======== Фрагмент документа ========
Журнал «Вокруг Света» №11 за 1990 год - Вокруг Света
Шрифт:
Интервал:
Закладка:
— Дело-то какое хорошее,— убеждал меня один из ветеранов-баллунистов,— развивает массу полезных навыков у молодежи, не говоря уже о том, что воспитывает ответственность, находчивость, мужество, отвлекает ребят от всего дурного. Спортивным обществам вместе с ДОСААФ давно бы надо поддержать развитие воздухоплавания. Очевидны преимущества нынешнего поколения воздушных шаров. Прежде всего безопасность: подогретый воздух не взорвется — это тебе не водород. «Летательный аппарат» прост в обращении: загрузил в машину оболочку, корзину с газовыми баллонами и горелкой и поехал на природу, лишь бы ветра да дождя не было.
Поверьте моему опыту: шары и дирижабли — превосходный экологически чистый транспорт — еще послужат людям в народном хозяйстве, перевозя пассажиров и грузы. Наши тоже уже соображают, что к чему: разрабатывают различные конструкции дирижаблей, а на Тушинском аэродроме состоялось испытание первого серийного советского воздушного шара, созданного коллективом научно-производственного государственно-кооперативного предприятия «Дирижаблестрой СССР».
======== Представленные данные ========
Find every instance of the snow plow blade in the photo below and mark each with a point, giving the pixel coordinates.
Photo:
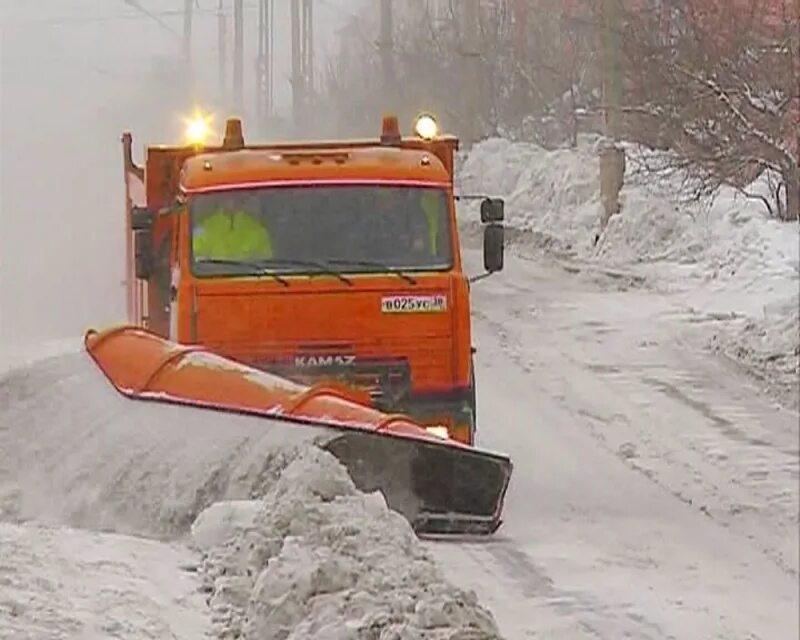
========
▶ **Задания**
• 1. Перечислите все качества, которые, по словам ветерана-баллуниста во фрагменте о воздушных шарах, воспитывает у молодежи воздухоплавание.
• 2. Где, согласно фрагменту о воздушных шарах, прошло испытание первого серийного советского воздушного шара?
• 3. Продолжите фрагмент о воздушных шарах и дирижаблях с того места, где он заканчивается.

▶ **Ответы**
• 1. Ответственность, находчивость, мужество.

• 2. На Тушинском аэродроме.

• 3.
Вы посмотрите, какие здесь, в Пушкине, собрались настоящие профессионалы...
В самом деле, на зеленом поле разворачивались последние приготовления, казалось, что предстартовая лихорадка охватила не только бывалых баллунистов, но и толпы зрителей, особенно снующих всюду мальчишек.
Пилоты, присев в корзинах, слали из газовых горелок залпы огня в ненасытное чрево воздушных шаров. Когда они включали одновременно спаренные горелки, то казалось, что ревут настоящие огнеметы. В одних корзинах экипажи дружно подпрыгивали, выравнивая надутые шары, другие уже выжидали момент для отлета — их шары рвались вверх, еле удерживаемые с земли веревочными «вожжами».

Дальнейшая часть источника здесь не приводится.